## EXERCICES À TRAITER
**1.** Dans l'intervention sur la décentralisation, de quelle loi Alain Richard a-t-il été le rapporteur ?
**2.** Recopiez, s'il vous plaît, le passage de l'intervention sur la décentralisation qui s'ouvre sur les mots contenant « J’ai participé à » et se termine par « par la suite. ».

## EXTRAIT CHOISI

◇ ◇ ◇ ◇ ◇ ◇ ◇

Intervention d’Alain Richard, sénateur du val d’Oise, ancien ministre de la Défense, conseiller d’État (h), lors du colloque « La République et ses régions » du mardi 6 décembre 2022.
J’ai participé à presque toutes les étapes de la décentralisation.
J’ai eu la chance d’être le rapporteur de la première loi du 2 mars 1982 relative aux droits et libertés des communes, des départements et des régions, aux côtés de Gaston Defferre. Mais je dois rendre justice au travail préalablement accompli par le gouvernement Barre : Christian Bonnet, ministre de l’Intérieur s’était beaucoup investi sur un projet de décentralisation, notamment de clarification des compétences locales. Ils avaient fait un travail de méthode, de conception, identifiant ce qu’il conviendrait de décentraliser, qui a été bien utile par la suite.
La première décentralisation a été très controversée. Je me souviens encore d’un face à face avec Michel Debré qui tempêtait contre les effets possibles de la décentralisation, nous rappelant que « les communes font partie de l’État », ce qui était vrai et l’est resté.

◇ ◇ ◇ ◇ ◇ ◇ ◇

(Lignes de pointage)

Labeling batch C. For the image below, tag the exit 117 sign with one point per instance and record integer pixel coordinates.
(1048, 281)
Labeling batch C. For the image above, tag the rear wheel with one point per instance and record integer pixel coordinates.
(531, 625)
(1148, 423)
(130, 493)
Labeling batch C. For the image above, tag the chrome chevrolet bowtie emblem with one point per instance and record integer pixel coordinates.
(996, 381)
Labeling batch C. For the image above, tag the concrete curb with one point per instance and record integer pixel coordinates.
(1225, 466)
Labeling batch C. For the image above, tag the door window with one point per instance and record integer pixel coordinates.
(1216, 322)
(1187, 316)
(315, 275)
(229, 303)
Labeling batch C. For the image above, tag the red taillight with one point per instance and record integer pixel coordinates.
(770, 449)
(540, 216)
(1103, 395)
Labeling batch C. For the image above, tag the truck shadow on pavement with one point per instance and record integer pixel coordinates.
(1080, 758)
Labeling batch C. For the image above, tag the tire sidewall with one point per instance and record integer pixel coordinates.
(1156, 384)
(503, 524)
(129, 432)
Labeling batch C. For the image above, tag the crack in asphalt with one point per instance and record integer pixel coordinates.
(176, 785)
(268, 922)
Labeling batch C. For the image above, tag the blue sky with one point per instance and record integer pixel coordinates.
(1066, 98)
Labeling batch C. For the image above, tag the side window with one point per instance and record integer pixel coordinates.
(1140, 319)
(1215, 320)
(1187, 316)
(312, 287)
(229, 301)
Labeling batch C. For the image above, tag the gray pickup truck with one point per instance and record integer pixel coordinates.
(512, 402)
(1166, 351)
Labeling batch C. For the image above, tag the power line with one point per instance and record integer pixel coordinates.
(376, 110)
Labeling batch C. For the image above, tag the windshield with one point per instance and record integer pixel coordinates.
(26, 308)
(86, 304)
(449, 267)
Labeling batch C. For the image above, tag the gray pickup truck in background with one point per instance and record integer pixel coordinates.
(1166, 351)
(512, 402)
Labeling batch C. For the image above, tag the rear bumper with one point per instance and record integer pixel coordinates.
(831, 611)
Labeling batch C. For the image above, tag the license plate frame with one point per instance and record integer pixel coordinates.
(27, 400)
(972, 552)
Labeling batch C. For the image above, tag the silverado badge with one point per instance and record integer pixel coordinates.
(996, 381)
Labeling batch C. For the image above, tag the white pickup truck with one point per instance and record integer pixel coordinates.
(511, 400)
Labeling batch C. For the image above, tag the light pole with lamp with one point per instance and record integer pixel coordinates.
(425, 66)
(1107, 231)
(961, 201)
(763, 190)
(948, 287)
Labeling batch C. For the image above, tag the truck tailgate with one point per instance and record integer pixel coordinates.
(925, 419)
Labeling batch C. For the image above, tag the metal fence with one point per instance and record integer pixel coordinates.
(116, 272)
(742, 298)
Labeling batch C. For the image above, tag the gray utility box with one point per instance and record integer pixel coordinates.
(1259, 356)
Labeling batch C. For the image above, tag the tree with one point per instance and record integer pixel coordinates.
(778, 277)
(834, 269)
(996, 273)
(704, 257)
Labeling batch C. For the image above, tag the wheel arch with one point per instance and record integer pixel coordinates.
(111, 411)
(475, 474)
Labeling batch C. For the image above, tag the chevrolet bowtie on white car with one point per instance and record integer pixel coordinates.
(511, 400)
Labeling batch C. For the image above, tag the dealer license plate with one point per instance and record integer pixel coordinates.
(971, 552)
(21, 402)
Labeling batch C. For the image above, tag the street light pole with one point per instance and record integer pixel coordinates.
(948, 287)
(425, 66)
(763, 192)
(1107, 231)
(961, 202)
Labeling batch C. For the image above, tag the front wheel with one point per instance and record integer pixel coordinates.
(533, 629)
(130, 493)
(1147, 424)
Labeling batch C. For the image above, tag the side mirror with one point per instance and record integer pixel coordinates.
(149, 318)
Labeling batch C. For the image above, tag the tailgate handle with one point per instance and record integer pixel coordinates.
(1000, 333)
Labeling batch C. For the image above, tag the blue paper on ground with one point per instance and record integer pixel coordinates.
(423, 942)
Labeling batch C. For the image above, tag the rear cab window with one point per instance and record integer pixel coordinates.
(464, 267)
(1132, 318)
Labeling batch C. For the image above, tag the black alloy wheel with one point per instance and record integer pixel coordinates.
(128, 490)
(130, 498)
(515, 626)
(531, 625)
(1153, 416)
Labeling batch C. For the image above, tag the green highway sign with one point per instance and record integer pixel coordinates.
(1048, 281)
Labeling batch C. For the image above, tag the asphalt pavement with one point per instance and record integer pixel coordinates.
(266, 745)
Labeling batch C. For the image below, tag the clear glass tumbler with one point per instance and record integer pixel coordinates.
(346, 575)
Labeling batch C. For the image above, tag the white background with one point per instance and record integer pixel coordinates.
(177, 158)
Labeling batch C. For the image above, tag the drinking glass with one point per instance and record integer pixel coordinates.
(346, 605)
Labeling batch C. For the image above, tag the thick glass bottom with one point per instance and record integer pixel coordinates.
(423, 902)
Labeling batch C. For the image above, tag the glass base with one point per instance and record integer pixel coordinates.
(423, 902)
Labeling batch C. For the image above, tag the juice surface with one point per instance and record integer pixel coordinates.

◇ ◇ ◇ ◇ ◇ ◇ ◇

## CORRIGÉS COMPLETS
**1.** De la première loi du 2 mars 1982 relative aux droits et libertés des communes, des départements et des régions.

**2.**
J’ai participé à presque toutes les étapes de la décentralisation.
J’ai eu la chance d’être le rapporteur de la première loi du 2 mars 1982 relative aux droits et libertés des communes, des départements et des régions, aux côtés de Gaston Defferre. Mais je dois rendre justice au travail préalablement accompli par le gouvernement Barre : Christian Bonnet, ministre de l’Intérieur s’était beaucoup investi sur un projet de décentralisation, notamment de clarification des compétences locales. Ils avaient fait un travail de méthode, de conception, identifiant ce qu’il conviendrait de décentraliser, qui a été bien utile par la suite.